Position Based Triangulation for High Performance Particle Based Fluid Simulation  

Hong, Manki (Korea University)
Im, Jaeho (Korea University)
Kim, Chang-Hun (Korea University)
Byun, Hae Won (Sungshin Women's University)
Publication Information
Journal of the Korea Computer Graphics Society / v.23, no.1, 2017 , pp. 25-32 More about this Journal
Abstract
This paper proposes a novel acceleration method for particle based large scale fluid simulation. Traditional particle-based fluid simulation has been implemented by interacting with physical quantities of neighbor particles through the Smoothed Particle Hydrodynamics(SPH) technique[1]. SPH method has the characteristic that there is no visible change compared to the computation amount in a part where the particle movement is small, such as a calm surface or inter-fluid. This becomes more prominent as the number of particles increases. Previous work has attempted to reduce the amount of spare computation by adaptively dividing each part of the fluid. In this paper, we propose a technique to calculate the motion of the entire particles by using the physical quantities of the near sampled particles by sampling the particles inside the fluid at regular intervals and using them as reference points of the fluid motion. We propose a technique to adaptively generate a triangle map based on the position of the sampled particles in order to efficiently search for nearby particles, and we have been able to interpolate the physical quantities of particles using the barycentric coordinate system. The proposed acceleration technique does not perform any additional correction for two classes of fluid particles. Our technique shows a large improvement in speed as the number of particles increases. The proposed technique also does not interfere with the fine movement of the fluid surface particles.

▶ **To be done**:
• 1. Extract the passage from the fluid simulation abstract, starting at "Position Based Triangulation" and ending at "Chang-Hun (Korea University)".
• 2. Convert the entries into a JSON list of strings, one string per line and blank lines omitted, starting at the line that contains "piece, that would be wonderful." and ending at the last line of the entries.
The abstract and the entries that follow it are unrelated pieces of material.

Stored dataset items
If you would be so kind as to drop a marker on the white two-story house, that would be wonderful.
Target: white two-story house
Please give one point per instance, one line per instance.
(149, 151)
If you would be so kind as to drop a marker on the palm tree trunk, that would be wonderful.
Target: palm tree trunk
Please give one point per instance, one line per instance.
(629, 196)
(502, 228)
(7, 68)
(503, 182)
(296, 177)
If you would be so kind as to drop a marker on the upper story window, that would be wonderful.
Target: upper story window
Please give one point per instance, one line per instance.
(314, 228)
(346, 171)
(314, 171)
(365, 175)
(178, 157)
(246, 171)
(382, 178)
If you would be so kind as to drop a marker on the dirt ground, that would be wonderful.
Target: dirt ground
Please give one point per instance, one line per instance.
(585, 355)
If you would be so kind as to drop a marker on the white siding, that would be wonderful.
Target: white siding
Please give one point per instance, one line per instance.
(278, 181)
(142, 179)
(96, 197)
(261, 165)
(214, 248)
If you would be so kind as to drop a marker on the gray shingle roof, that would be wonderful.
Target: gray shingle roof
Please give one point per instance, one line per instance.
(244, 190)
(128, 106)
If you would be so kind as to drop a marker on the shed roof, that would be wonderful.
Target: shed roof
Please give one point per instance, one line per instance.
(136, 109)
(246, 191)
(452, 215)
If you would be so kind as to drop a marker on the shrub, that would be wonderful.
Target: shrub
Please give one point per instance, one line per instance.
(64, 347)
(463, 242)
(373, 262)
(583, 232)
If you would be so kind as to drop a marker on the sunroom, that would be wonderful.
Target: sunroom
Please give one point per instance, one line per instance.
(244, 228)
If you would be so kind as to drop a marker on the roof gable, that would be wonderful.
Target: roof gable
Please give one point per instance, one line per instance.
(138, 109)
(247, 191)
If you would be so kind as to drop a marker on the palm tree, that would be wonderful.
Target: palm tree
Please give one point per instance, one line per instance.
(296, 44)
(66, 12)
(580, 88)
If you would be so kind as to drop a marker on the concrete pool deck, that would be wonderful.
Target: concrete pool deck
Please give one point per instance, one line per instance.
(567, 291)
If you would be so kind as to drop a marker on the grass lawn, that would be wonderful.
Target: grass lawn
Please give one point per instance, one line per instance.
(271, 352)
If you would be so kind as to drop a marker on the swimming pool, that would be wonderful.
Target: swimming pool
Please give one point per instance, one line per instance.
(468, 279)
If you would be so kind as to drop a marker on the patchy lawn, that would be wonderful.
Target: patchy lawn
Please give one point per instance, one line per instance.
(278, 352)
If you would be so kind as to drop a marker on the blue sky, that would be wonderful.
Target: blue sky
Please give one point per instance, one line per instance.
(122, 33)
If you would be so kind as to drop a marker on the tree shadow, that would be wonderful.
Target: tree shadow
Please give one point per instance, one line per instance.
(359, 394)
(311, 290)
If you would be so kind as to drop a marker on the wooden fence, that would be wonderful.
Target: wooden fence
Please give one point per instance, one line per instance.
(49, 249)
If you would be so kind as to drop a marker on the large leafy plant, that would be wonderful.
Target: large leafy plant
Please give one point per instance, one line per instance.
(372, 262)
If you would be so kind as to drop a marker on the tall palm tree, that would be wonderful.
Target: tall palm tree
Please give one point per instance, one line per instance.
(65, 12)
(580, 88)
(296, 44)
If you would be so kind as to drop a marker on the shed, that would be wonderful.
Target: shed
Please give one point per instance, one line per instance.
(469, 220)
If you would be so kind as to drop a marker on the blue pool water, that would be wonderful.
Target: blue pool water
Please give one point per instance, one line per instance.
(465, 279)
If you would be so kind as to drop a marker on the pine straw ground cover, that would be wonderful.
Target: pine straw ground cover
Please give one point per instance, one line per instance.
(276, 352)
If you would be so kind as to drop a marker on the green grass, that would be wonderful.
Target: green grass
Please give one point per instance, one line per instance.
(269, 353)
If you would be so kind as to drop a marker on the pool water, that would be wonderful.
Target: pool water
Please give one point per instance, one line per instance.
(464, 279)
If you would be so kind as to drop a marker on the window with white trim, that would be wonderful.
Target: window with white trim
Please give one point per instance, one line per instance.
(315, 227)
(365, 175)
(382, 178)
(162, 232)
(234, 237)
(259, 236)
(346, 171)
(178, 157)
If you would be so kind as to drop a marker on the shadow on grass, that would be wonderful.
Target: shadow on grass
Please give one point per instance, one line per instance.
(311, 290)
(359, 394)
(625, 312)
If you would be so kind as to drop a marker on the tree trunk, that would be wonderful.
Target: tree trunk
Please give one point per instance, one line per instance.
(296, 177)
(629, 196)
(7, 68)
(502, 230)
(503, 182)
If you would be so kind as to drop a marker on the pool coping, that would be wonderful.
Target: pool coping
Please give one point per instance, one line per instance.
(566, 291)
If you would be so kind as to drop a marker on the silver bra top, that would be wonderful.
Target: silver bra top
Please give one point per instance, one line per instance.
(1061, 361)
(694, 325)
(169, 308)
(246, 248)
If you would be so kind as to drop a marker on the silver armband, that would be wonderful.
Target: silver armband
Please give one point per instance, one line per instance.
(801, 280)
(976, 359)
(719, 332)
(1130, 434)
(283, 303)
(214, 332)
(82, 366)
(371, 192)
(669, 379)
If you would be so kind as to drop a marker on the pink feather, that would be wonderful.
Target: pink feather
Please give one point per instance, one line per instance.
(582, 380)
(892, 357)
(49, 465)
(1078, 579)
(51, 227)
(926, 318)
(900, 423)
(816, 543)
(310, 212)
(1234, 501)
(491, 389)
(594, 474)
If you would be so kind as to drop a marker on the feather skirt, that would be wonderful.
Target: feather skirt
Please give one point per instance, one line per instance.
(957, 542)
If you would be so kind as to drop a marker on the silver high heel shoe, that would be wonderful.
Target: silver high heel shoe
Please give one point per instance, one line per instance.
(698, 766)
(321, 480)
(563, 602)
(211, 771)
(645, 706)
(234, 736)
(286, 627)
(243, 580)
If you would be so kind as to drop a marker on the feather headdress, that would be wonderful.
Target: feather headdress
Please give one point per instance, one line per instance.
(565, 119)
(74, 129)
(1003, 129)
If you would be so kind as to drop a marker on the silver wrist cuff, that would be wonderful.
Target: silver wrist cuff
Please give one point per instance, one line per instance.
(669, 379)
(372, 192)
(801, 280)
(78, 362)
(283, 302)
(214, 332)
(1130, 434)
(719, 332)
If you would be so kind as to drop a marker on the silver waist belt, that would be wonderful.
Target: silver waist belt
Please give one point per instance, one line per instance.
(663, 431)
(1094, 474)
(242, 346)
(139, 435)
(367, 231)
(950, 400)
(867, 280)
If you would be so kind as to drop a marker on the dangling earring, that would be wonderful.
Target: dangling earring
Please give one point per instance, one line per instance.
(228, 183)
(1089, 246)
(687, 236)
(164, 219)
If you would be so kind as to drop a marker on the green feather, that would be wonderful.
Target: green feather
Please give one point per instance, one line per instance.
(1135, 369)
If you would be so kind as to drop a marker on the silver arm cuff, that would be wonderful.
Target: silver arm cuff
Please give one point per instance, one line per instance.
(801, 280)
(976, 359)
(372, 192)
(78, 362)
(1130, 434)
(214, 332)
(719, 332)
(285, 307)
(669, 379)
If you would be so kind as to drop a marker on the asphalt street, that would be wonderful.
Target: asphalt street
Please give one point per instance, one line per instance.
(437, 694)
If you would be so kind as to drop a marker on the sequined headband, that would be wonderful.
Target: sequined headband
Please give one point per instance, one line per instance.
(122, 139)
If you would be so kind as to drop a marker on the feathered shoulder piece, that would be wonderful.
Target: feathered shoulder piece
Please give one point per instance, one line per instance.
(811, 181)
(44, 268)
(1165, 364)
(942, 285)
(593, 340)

▶ **Worked answers**:
• 1.
Position Based Triangulation for High Performance Particle Based Fluid Simulation  

Hong, Manki (Korea University)
Im, Jaeho (Korea University)
Kim, Chang-Hun (Korea University)

• 2.
[
  "If you would be so kind as to drop a marker on the feathered shoulder piece, that would be wonderful.",
  "Target: feathered shoulder piece",
  "Please give one point per instance, one line per instance.",
  "(811, 181)",
  "(44, 268)",
  "(1165, 364)",
  "(942, 285)",
  "(593, 340)"
]